**Tasks to perform**
a. Please rewrite the passage on porous melamine resin particles between "Experiments: To yield" and "and particle morphology.", inclusive, with "particle morphology" changed to "particle shape".
b. Decide whether each statement agrees with the passage on porous melamine resin particles, answering yes or no and quoting the deciding words: (i) The hard-templating approach used SiO2 nanospheres in water. (ii) Synthesis so far has produced highly porous particles with diameters above 1 µm. (iii) Small particles are unsuitable as fixed bed adsorbents in columns because of the high pressure that occurs.

**Excerpt to read**
= = = =

Hypothesis: High nitrogen containing resins such as poly(melamine-co-formaldehyde) (PMF) are known for their very good adsorption properties. Until now, using an ecofriendly hard-templating approach with SiO2 nanospheres in water for synthesis, only yielded either highly porous particles with diameters up to 1 µm or non-porous particles with diameters above 1 µm. Small particles cannot be used as fixed bed adsorbents in columns because of the very high pressure occurring.
Experiments: To yield particles with high porosity and larger diameters for the use as fixed bed adsorbent, we investigated the influence of several synthesis parameters on porosity and particle morphology.

= = = =

**Extracted records**
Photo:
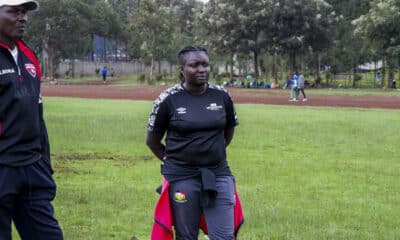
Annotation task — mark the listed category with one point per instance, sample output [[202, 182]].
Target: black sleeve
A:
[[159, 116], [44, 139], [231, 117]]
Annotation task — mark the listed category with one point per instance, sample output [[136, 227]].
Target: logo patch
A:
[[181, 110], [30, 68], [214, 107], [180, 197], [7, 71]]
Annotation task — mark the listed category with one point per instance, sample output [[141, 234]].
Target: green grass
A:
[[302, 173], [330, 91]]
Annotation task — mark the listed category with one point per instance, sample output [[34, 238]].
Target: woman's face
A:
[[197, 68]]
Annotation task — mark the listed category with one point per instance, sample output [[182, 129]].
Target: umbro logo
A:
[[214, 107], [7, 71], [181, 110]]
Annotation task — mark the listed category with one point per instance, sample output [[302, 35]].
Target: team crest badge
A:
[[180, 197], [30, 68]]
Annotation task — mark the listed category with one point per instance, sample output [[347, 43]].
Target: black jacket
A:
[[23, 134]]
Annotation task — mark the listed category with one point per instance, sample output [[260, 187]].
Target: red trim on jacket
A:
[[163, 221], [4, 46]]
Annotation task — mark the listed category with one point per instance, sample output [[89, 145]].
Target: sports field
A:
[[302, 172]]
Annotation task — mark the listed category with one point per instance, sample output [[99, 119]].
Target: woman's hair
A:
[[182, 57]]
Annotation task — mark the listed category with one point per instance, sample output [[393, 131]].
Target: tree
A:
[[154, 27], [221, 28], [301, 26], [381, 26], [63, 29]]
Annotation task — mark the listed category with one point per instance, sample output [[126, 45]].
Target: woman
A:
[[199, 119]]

= = = =

**Task answers**
a.
Experiments: To yield particles with high porosity and larger diameters for the use as fixed bed adsorbent, we investigated the influence of several synthesis parameters on porosity and particle shape.

b.
(i) Yes: "using an ecofriendly hard-templating approach with SiO2 nanospheres in water for synthesis"
(ii) No: "only yielded either highly porous particles with diameters up to 1 µm or non-porous particles with diameters above 1 µm"
(iii) Yes: "Small particles cannot be used as fixed bed adsorbents in columns because of the very high pressure occurring."